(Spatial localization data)
--*--
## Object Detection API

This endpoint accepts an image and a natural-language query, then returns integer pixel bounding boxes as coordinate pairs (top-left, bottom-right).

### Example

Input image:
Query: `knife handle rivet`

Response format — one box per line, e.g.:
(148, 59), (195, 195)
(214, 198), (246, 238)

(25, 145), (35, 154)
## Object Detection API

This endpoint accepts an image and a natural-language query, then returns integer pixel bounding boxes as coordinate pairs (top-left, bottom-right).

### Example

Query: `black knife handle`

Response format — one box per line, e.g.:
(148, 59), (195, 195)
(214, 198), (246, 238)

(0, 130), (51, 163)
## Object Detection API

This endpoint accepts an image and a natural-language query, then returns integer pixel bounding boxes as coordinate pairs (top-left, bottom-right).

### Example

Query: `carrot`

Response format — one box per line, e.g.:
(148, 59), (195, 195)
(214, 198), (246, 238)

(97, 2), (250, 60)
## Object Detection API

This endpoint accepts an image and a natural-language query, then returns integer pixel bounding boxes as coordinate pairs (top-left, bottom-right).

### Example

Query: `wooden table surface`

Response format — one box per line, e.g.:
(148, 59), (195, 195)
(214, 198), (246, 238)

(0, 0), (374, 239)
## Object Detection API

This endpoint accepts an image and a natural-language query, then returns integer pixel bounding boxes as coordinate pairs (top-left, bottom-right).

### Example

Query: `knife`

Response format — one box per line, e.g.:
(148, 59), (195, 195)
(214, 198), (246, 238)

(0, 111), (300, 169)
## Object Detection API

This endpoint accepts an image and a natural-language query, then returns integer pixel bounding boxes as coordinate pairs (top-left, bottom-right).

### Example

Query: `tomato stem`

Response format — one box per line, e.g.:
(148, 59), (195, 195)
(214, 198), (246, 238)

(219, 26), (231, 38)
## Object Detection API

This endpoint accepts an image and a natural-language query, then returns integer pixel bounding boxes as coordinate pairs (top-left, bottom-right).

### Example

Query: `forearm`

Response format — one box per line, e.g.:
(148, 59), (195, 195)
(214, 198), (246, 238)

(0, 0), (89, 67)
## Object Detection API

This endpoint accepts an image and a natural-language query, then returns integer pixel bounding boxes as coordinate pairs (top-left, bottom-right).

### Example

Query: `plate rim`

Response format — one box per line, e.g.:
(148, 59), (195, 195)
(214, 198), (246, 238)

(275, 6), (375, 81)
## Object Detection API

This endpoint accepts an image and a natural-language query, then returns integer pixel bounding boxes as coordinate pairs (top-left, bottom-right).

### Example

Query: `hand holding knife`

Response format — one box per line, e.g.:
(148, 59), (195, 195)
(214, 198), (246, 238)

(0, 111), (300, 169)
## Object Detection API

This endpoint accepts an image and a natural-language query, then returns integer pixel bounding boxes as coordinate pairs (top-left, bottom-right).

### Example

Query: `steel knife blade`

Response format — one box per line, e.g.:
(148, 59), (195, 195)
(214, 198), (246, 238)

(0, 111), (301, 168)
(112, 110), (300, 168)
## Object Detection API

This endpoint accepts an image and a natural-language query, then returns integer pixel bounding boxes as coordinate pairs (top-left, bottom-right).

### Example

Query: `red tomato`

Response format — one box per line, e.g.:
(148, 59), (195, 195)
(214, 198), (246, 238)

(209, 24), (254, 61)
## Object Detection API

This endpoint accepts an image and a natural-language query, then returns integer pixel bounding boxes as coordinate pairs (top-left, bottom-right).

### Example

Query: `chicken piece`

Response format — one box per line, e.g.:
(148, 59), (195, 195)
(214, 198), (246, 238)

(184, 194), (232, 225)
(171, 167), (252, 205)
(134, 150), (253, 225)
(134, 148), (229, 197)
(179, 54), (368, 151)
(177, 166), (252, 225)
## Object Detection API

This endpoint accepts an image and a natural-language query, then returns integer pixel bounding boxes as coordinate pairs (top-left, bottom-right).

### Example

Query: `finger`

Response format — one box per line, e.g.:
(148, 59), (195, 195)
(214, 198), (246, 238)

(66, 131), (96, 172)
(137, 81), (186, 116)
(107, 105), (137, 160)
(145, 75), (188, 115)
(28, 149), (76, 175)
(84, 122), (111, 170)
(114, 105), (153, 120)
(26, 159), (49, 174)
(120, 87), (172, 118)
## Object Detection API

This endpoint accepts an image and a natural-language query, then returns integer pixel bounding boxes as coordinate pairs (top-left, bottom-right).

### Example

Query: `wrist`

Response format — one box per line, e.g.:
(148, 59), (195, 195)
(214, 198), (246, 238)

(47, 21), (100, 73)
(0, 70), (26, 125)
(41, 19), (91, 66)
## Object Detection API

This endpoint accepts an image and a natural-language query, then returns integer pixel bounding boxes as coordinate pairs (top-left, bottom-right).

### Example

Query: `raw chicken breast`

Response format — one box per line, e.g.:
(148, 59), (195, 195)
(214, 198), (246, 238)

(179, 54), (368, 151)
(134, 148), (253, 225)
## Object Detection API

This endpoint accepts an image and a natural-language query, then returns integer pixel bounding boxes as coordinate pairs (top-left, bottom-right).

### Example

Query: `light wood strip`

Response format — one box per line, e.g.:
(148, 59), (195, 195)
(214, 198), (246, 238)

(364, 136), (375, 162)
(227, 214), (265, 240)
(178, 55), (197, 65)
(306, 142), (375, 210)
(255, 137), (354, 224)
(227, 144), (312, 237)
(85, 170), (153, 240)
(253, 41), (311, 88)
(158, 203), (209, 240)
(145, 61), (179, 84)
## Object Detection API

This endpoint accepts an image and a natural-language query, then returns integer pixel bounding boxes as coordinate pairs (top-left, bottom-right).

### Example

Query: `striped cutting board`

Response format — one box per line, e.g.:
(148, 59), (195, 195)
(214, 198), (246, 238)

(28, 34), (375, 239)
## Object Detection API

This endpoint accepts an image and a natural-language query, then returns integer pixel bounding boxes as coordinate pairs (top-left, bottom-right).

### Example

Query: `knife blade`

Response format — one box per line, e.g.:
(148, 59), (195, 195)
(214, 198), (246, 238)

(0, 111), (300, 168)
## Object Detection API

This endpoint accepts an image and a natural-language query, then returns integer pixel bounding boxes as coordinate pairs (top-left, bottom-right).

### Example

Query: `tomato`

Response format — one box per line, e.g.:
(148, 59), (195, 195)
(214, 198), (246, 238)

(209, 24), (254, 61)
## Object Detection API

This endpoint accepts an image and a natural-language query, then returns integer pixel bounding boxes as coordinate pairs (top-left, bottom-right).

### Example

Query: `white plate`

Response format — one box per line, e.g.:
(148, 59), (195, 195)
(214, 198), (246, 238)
--*--
■ **ABOUT THIS TASK**
Line by line, copy the data above.

■ **SOLUTION**
## Object Detection API

This endpoint accepts an image and a natural-language query, then returns integer pixel bounding boxes as coordinate pairs (top-left, bottom-right).

### Example

Input image:
Query: `knife handle rivet`

Response format — one box per line, e.g.:
(148, 59), (195, 195)
(214, 198), (246, 238)

(25, 145), (35, 154)
## Object Detection API

This endpoint accepts an image and a natural-language query, then returns integer pixel bounding boxes as coordinate pairs (top-left, bottom-right).

### Example

Query: `black knife handle`

Response format — one box per line, e.g.:
(148, 59), (195, 195)
(214, 198), (246, 238)

(0, 130), (51, 163)
## Object Detection API

This endpoint accepts an image and a natural-language query, then returns integer pixel bounding boxes as coordinate pairs (top-left, bottom-right).

### Example

Query: `carrot`

Response format — one box per line, e.g.:
(148, 59), (195, 195)
(214, 198), (246, 238)

(97, 2), (250, 60)
## Object Detection API

This endpoint accepts an image and a natural-language query, then returns integer pixel bounding boxes as coordinate pairs (top-left, bottom-right).

### Example

Query: `wooden table surface`

Response format — one box per line, e.g.:
(148, 59), (195, 195)
(214, 198), (246, 238)

(0, 0), (374, 239)
## Object Detection API

This endpoint accepts an image and a natural-language query, then returns integer pixel bounding boxes as coordinate pairs (top-left, bottom-right).

### Example

Query: `knife`

Response format — one box per line, e.g.:
(148, 59), (195, 195)
(214, 198), (246, 238)

(0, 111), (300, 169)
## Object Detection API

This endpoint accepts an image and a natural-language query, then returns integer pixel bounding boxes as coordinate pairs (top-left, bottom-right).

### Example

Query: `tomato stem`

Response format — one box per line, e.g.:
(148, 59), (195, 195)
(214, 198), (246, 238)

(219, 26), (231, 38)
## Object Detection API

This endpoint accepts an image and a natural-language query, then returns integer pixel bounding boxes as coordinate pairs (top-left, bottom-right).

### Example

Query: `forearm`

Response format — one box per line, e.g.:
(148, 59), (195, 195)
(214, 198), (246, 238)

(0, 0), (89, 67)
## Object Detection API

This endpoint accepts an image and a natural-language query, then returns integer pixel bounding boxes as coordinate pairs (top-left, bottom-right).

### Example

Query: `plate rim`

Response format — one box per line, e.g.:
(148, 59), (195, 195)
(214, 198), (246, 238)

(275, 6), (375, 81)
## Object Detection API

This endpoint accepts an image and a natural-language query, then returns integer pixel bounding boxes as coordinate pairs (top-left, bottom-right).

### Example

Query: `hand holding knife`

Response format — one box per line, e.g.:
(148, 59), (195, 195)
(214, 198), (246, 238)

(0, 111), (300, 169)
## Object Detection API

This endpoint accepts an image and a natural-language query, then returns integer pixel bounding boxes as coordinate pairs (top-left, bottom-right).

### Example

Query: `steel knife blade`

Response format — one box per line, e.g.:
(148, 59), (195, 195)
(214, 198), (246, 238)

(0, 111), (301, 168)
(112, 110), (300, 168)
## Object Detection API

This endpoint accepts an image and a natural-language query, then returns integer pixel bounding boxes as coordinate pairs (top-left, bottom-right).

### Example

Query: `red tomato`

Response format — one box per line, e.g.:
(148, 59), (195, 195)
(214, 198), (246, 238)

(209, 24), (254, 61)
## Object Detection API

This endpoint accepts an image and a natural-language query, then returns integer pixel bounding boxes as coordinate pairs (top-left, bottom-right).

### Example

Query: `chicken piece`

Response format — one box per line, e.g.:
(148, 59), (195, 195)
(214, 198), (246, 238)

(184, 194), (232, 225)
(171, 167), (252, 205)
(134, 150), (253, 225)
(134, 148), (229, 197)
(179, 54), (368, 151)
(177, 166), (252, 225)
## Object Detection API

This endpoint accepts an image and a natural-language query, then returns integer pixel bounding boxes as coordinate pairs (top-left, bottom-right).

### Example

Query: `finger`

Response format — one box per line, e.g.:
(148, 59), (195, 195)
(214, 198), (246, 238)

(66, 131), (96, 172)
(137, 81), (186, 116)
(107, 105), (137, 160)
(145, 75), (188, 115)
(28, 149), (76, 175)
(84, 122), (111, 170)
(114, 105), (153, 120)
(26, 159), (49, 174)
(120, 87), (172, 118)
## Object Detection API

This endpoint accepts an image and a natural-language query, then returns integer pixel bounding boxes as coordinate pairs (top-left, bottom-right).

### Example

Query: `wrist`

Response format — one box per line, e.g.:
(148, 59), (195, 195)
(214, 198), (246, 238)

(47, 21), (100, 73)
(0, 70), (26, 125)
(41, 19), (91, 66)
## Object Detection API

This endpoint accepts an image and a natural-language query, then returns integer pixel bounding boxes as coordinate pairs (top-left, bottom-right).

### Example

Query: `raw chicken breast`

Response format — one box per line, e.g.:
(148, 59), (195, 195)
(214, 198), (246, 238)

(179, 54), (368, 151)
(134, 148), (253, 225)
## Object Detection API

This endpoint accepts an image and a natural-language query, then returns integer pixel bounding boxes as coordinate pairs (top-left, bottom-right).

### Example

Query: `light wood strip`

Response format — one box per line, e.g.:
(148, 59), (195, 195)
(214, 198), (246, 238)

(364, 136), (375, 162)
(227, 214), (265, 240)
(178, 55), (197, 65)
(306, 142), (375, 210)
(255, 137), (354, 224)
(227, 144), (312, 237)
(85, 170), (153, 240)
(253, 41), (311, 88)
(158, 203), (209, 240)
(145, 61), (179, 84)
## Object Detection API

This endpoint accepts an image and a natural-language query, then returns integer pixel bounding boxes as coordinate pairs (top-left, bottom-right).

### Example

Query: `striped cutting board`

Response format — one box per line, e.g.:
(148, 59), (195, 195)
(214, 198), (246, 238)

(28, 34), (375, 239)
## Object Detection API

This endpoint accepts an image and a natural-language query, then returns integer pixel bounding boxes as coordinate pairs (top-left, bottom-right).

### Example

Query: `knife blade`

Response format — one box per line, e.g.:
(148, 59), (195, 195)
(214, 198), (246, 238)

(0, 111), (300, 168)
## Object Detection API

This endpoint accepts an image and a natural-language query, then returns integer pixel bounding boxes as coordinate pairs (top-left, bottom-right).

### Example

Query: `tomato`

Response format — one box per line, e.g.:
(148, 59), (195, 195)
(214, 198), (246, 238)

(209, 24), (254, 61)
## Object Detection API

This endpoint accepts an image and a natural-language query, then returns integer pixel bounding boxes as coordinate pairs (top-left, bottom-right).

### Example

Query: `white plate`

Response format — one box per line, e.g.:
(148, 59), (195, 195)
(214, 198), (246, 238)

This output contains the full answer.